START Extracted records
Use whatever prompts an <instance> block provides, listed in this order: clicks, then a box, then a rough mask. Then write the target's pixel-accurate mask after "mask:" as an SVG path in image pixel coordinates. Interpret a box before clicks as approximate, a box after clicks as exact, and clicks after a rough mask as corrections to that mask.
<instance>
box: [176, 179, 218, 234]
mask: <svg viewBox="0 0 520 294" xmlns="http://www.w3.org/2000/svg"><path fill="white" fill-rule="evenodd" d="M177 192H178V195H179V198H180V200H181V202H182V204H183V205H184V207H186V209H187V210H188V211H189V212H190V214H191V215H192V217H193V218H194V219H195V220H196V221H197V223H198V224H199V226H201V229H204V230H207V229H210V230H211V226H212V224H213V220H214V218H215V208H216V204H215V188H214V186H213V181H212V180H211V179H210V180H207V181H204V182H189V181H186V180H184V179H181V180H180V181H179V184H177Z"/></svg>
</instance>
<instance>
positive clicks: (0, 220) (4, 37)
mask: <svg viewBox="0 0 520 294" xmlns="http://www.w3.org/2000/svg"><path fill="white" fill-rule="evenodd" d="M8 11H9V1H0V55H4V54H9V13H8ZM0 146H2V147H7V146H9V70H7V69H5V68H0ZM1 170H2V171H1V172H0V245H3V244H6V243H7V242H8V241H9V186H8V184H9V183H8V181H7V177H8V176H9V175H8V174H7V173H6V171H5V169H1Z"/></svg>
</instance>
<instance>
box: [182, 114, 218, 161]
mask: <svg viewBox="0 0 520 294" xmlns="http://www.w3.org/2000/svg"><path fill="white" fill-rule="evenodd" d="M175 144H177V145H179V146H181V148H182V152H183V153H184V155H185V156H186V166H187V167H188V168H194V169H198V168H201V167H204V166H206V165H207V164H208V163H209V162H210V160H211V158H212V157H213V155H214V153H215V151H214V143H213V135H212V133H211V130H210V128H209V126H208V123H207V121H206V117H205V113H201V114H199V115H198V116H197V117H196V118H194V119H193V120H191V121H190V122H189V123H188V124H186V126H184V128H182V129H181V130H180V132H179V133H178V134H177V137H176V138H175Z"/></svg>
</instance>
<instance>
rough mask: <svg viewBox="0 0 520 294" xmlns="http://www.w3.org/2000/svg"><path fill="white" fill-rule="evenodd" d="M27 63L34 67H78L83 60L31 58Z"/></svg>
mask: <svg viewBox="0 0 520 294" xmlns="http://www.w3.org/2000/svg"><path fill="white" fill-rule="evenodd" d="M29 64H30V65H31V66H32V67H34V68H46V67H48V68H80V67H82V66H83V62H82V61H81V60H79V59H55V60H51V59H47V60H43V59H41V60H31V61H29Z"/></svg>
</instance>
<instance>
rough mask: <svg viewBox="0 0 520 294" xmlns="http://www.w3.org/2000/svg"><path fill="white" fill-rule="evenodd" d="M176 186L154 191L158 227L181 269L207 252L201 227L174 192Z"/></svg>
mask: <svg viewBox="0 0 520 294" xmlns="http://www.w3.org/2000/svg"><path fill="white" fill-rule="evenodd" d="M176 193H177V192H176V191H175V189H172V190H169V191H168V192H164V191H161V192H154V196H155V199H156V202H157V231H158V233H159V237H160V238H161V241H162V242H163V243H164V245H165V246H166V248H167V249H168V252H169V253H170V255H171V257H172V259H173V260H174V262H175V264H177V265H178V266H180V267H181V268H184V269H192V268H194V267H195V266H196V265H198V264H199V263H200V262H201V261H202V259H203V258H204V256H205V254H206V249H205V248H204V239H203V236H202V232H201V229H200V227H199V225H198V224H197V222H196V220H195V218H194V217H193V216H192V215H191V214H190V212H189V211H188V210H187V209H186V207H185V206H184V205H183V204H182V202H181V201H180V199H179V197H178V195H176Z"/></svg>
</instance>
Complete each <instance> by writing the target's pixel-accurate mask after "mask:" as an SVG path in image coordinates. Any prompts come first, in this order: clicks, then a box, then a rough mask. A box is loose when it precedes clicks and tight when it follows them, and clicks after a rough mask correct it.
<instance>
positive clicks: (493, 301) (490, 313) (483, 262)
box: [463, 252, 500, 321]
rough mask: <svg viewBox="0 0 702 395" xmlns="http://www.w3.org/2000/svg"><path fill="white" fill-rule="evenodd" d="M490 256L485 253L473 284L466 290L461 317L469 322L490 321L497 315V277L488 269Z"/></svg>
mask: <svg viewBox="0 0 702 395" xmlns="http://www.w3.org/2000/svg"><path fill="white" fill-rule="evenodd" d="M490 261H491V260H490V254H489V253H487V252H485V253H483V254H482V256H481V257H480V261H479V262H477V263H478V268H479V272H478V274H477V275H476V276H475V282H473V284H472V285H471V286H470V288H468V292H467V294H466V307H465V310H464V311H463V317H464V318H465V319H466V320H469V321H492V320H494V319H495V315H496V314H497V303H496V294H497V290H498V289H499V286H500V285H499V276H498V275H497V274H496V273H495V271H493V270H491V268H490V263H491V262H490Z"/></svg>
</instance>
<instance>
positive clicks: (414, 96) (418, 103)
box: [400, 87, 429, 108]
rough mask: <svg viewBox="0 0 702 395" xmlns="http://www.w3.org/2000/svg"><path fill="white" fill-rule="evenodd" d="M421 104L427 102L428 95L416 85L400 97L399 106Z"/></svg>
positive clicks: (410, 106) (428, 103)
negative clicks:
END Extracted records
Put every line of the entries above into a Markdown table with the columns "Row" and "Line," numbering each line and skipping any blank ones.

| Row | Line |
|---|---|
| 1 | Use whatever prompts an <instance> block provides, listed in this order: clicks, then a box, then a rough mask. Then write the target's pixel-accurate mask after "mask:" as an SVG path in image pixel coordinates. Interpret a box before clicks as approximate, a box after clicks as exact, and clicks after a rough mask as corrections to that mask. |
| 2 | <instance> |
| 3 | box: [176, 179, 218, 234] |
| 4 | mask: <svg viewBox="0 0 520 294" xmlns="http://www.w3.org/2000/svg"><path fill="white" fill-rule="evenodd" d="M177 192H178V195H179V198H180V200H181V202H182V204H183V205H184V207H186V209H187V210H188V211H189V212H190V214H191V215H192V217H193V218H194V219H195V220H196V221H197V223H198V224H199V226H201V229H204V230H207V229H210V230H211V226H212V224H213V220H214V218H215V208H216V204H215V188H214V186H213V181H212V180H211V179H210V180H207V181H204V182H189V181H186V180H184V179H181V180H180V181H179V184H177Z"/></svg> |
| 5 | </instance> |
| 6 | <instance> |
| 7 | positive clicks: (0, 220) (4, 37) |
| 8 | mask: <svg viewBox="0 0 520 294" xmlns="http://www.w3.org/2000/svg"><path fill="white" fill-rule="evenodd" d="M8 11H9V1H0V55H4V54H9V13H8ZM0 146H2V147H7V146H9V70H7V69H5V68H0ZM1 170H2V171H1V172H0V245H3V244H6V243H7V242H8V241H9V186H8V184H9V183H8V181H7V177H8V176H9V175H8V174H7V173H6V171H5V169H1Z"/></svg> |
| 9 | </instance> |
| 10 | <instance> |
| 11 | box: [182, 114, 218, 161] |
| 12 | mask: <svg viewBox="0 0 520 294" xmlns="http://www.w3.org/2000/svg"><path fill="white" fill-rule="evenodd" d="M175 144H177V145H179V146H181V148H182V152H183V153H184V155H185V156H186V166H187V167H188V168H194V169H198V168H201V167H204V166H206V165H207V164H208V163H209V162H210V160H211V158H212V157H213V155H214V153H215V151H214V143H213V135H212V133H211V130H210V128H209V126H208V123H207V121H206V117H205V113H201V114H199V115H198V116H197V117H196V118H194V119H193V120H191V121H190V122H189V123H188V124H186V126H184V128H182V129H181V130H180V132H179V133H178V134H177V137H176V138H175Z"/></svg> |
| 13 | </instance> |
| 14 | <instance> |
| 15 | rough mask: <svg viewBox="0 0 520 294" xmlns="http://www.w3.org/2000/svg"><path fill="white" fill-rule="evenodd" d="M27 63L34 67H78L83 60L31 58Z"/></svg> |
| 16 | mask: <svg viewBox="0 0 520 294" xmlns="http://www.w3.org/2000/svg"><path fill="white" fill-rule="evenodd" d="M29 64H30V65H31V66H32V67H34V68H46V67H48V68H80V67H82V66H83V62H82V61H81V60H79V59H55V60H51V59H47V60H43V59H41V60H31V61H29Z"/></svg> |
| 17 | </instance> |
| 18 | <instance> |
| 19 | rough mask: <svg viewBox="0 0 520 294" xmlns="http://www.w3.org/2000/svg"><path fill="white" fill-rule="evenodd" d="M176 186L154 191L158 227L181 269L207 252L201 227L174 192Z"/></svg> |
| 20 | mask: <svg viewBox="0 0 520 294" xmlns="http://www.w3.org/2000/svg"><path fill="white" fill-rule="evenodd" d="M176 193H177V192H176V191H175V189H172V190H169V191H168V192H164V191H161V192H154V196H155V199H156V202H157V231H158V233H159V237H160V238H161V241H162V242H163V243H164V245H165V246H166V248H167V249H168V252H169V253H170V255H171V257H172V259H173V260H174V262H175V264H177V265H178V266H180V267H181V268H184V269H192V268H194V267H195V266H196V265H198V264H199V263H200V262H201V261H202V259H203V258H204V256H205V254H206V249H205V248H204V239H203V236H202V232H201V229H200V227H199V225H198V224H197V222H196V220H195V218H194V217H193V216H192V215H191V214H190V212H189V211H188V210H187V209H186V207H185V206H184V205H183V204H182V202H181V201H180V199H179V197H178V195H176Z"/></svg> |
| 21 | </instance> |
| 22 | Complete each <instance> by writing the target's pixel-accurate mask after "mask:" as an SVG path in image coordinates. Any prompts come first, in this order: clicks, then a box, then a rough mask. A box is loose when it precedes clicks and tight when it follows them, and clicks after a rough mask correct it. |
| 23 | <instance> |
| 24 | positive clicks: (493, 301) (490, 313) (483, 262) |
| 25 | box: [463, 252, 500, 321] |
| 26 | rough mask: <svg viewBox="0 0 702 395" xmlns="http://www.w3.org/2000/svg"><path fill="white" fill-rule="evenodd" d="M490 256L485 253L473 284L466 290L461 317L469 322L490 321L497 315V277L488 269Z"/></svg> |
| 27 | mask: <svg viewBox="0 0 702 395" xmlns="http://www.w3.org/2000/svg"><path fill="white" fill-rule="evenodd" d="M490 261H491V260H490V254H489V253H487V252H485V253H483V254H482V256H481V257H480V261H479V262H477V263H478V268H479V272H478V274H477V275H476V276H475V282H473V284H472V285H471V286H470V288H468V292H467V294H466V307H465V310H464V311H463V317H464V318H465V319H466V320H469V321H492V320H494V319H495V315H496V314H497V303H496V294H497V290H498V289H499V286H500V285H499V276H498V275H497V274H496V273H495V271H493V270H491V268H490V263H491V262H490Z"/></svg> |
| 28 | </instance> |
| 29 | <instance> |
| 30 | positive clicks: (414, 96) (418, 103) |
| 31 | box: [400, 87, 429, 108] |
| 32 | rough mask: <svg viewBox="0 0 702 395" xmlns="http://www.w3.org/2000/svg"><path fill="white" fill-rule="evenodd" d="M421 104L427 102L428 95L416 85L400 97L399 106Z"/></svg> |
| 33 | positive clicks: (410, 106) (428, 103) |
| 34 | negative clicks: |